» TASK STATEMENT
Starting with the line that holds "If you could mark the golden", copy out each remaining line of the listing below, up to and including the last one, and include nothing else.

** START RECORDS PROVIDED **

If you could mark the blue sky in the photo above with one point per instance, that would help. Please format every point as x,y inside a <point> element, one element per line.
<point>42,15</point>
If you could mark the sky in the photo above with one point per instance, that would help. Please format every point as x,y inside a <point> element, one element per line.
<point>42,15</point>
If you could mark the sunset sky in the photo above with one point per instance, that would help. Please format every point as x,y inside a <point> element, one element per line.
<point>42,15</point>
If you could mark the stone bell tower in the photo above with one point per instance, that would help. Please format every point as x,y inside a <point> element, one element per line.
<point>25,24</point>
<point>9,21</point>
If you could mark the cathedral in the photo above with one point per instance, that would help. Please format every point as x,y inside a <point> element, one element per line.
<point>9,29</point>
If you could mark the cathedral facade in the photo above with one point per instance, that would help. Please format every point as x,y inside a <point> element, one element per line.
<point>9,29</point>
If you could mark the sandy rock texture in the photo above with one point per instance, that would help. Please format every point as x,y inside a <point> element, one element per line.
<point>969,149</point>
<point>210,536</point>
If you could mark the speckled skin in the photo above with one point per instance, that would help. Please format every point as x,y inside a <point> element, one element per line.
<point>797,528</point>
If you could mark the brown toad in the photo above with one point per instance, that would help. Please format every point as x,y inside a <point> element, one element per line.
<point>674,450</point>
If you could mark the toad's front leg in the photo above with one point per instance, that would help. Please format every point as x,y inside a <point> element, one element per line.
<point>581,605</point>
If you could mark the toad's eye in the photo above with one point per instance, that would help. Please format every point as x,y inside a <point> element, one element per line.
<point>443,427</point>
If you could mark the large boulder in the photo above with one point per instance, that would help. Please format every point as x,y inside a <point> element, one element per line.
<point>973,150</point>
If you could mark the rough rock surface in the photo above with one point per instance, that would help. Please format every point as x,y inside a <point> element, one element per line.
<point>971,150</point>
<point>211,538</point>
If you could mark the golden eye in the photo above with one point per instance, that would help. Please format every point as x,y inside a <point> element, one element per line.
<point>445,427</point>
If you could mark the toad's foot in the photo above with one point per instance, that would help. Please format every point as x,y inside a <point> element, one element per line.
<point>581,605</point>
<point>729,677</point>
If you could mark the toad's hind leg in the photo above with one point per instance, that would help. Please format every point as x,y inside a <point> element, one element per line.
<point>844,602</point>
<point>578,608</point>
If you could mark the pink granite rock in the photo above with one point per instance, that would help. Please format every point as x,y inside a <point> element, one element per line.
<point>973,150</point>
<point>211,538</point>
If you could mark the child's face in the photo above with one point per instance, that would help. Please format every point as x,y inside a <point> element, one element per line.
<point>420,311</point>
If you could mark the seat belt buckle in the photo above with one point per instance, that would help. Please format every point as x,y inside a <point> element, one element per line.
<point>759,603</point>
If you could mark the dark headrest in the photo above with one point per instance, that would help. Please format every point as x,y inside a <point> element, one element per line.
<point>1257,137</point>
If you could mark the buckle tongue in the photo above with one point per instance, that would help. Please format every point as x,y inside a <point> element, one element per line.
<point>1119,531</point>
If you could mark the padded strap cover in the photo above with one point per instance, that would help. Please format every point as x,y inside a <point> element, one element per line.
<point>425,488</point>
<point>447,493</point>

** END RECORDS PROVIDED **

» REPLY
If you could mark the golden eye in the photo above with one point per instance, that would help. Please format every point as x,y inside a <point> element, one element per line.
<point>445,427</point>
If you could mark the toad's foot in the photo above with one point per instance, that would help. Please format every point as x,y inside a <point> element, one element per line.
<point>581,605</point>
<point>729,677</point>
If you could mark the toad's hind leg in the photo above with one point per instance, that would help. Please format every point as x,y inside a <point> element, one element per line.
<point>844,602</point>
<point>578,608</point>
If you could mark the pink granite rock in the photo above with one point per instance, that would help. Please format every point as x,y inside a <point> element, one element per line.
<point>973,150</point>
<point>211,538</point>
If you could mark the child's face in the photo above with one point per instance, that would help. Please format every point as x,y inside a <point> element, one element per line.
<point>420,311</point>
If you could mark the seat belt buckle in the photo above with one point per instance, that would help. Please format every point as x,y inside a <point> element, one element per line.
<point>759,603</point>
If you could mark the dark headrest in the photo above with one point per instance, that would help. Please format every point as x,y inside a <point> element, one element per line.
<point>1257,137</point>
If you could mark the buckle tongue in the photo above with one point per instance, that would help. Please format every point as x,y inside a <point> element, one element per line.
<point>1119,531</point>
If you could mark the padded strap cover in the photo above with one point per instance, that would help. Please format every point as x,y inside a <point> element, one element per line.
<point>425,488</point>
<point>447,493</point>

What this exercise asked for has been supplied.